# VORLIEGENDER TEXTAUSZUG
_____

Die Herausgeber*innen bitten um die Einreichung von Abstracts (ca. 1-2 Seiten), aus denen Erkenntnisinteresse, theoretische Einbettung und ggfs. methodisches Vorgehen des geplanten Beitrags hervorgehen sollte. Bitte schicken Sie Ihren Abstract bis zum 15.11.2019 an Nils Zurawski (nils.zurawski@uni-hamburg.de), der auch für etwaige Nachfragen zur Verfügung steht.Auf Grundlage der Abstracts fällt die Entscheidung, wie viele und welche Einreichungen für die Sonderausgabe berücksichtigt werden können. Die vollständigen Beiträge werden von den Herausgeber*innen begutachtet, wobei unter Umständen auch externe Reviewer*innen hinzugezogen werden. Die Herausgeber*innen behalten sich vor, auf Grundlage dieser Begutachtung auch ausgearbeitete Beiträge nicht zur Veröffentlichung vorzusehen.

_____

# BEREITGESTELLTES MATERIAL

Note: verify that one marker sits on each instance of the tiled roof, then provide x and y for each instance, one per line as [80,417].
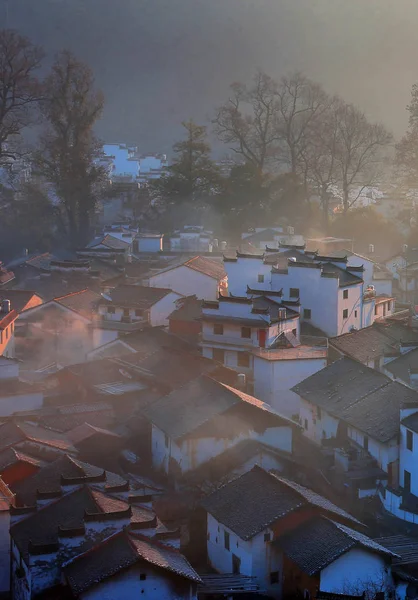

_____

# DEINE AUFGABE
Schreib den Textauszug mit dem Aufruf zum Einreichen von Abstracts nach seinem letzten Satz weiter. Das Material spielt hierbei keine Rolle.

# DEINE LÖSUNG
Zeitplan im Überblick

15.11.2019 Frist für das Einreichen der Abstracts (ca. 1-2 Seiten)
30.11.2019 Rückmeldung der Herausgeber*innen über Annahme oder Ablehnung des Abstracts
30.01.2020 Einreichen des vollständigen Beitrags
28.02.2020 Rückmeldung über Annahme oder Bitte um Überarbeitung
30.04.2020 Frist für das Einreichen überarbeiteter Beiträge
3.Q/2020 Erscheinen der Sonderausgabe

Gastherausgeber*innen

Nele Heise (freie Forscherin und Referentin, Hamburg)
Nils Zurawski (Universität Hamburg)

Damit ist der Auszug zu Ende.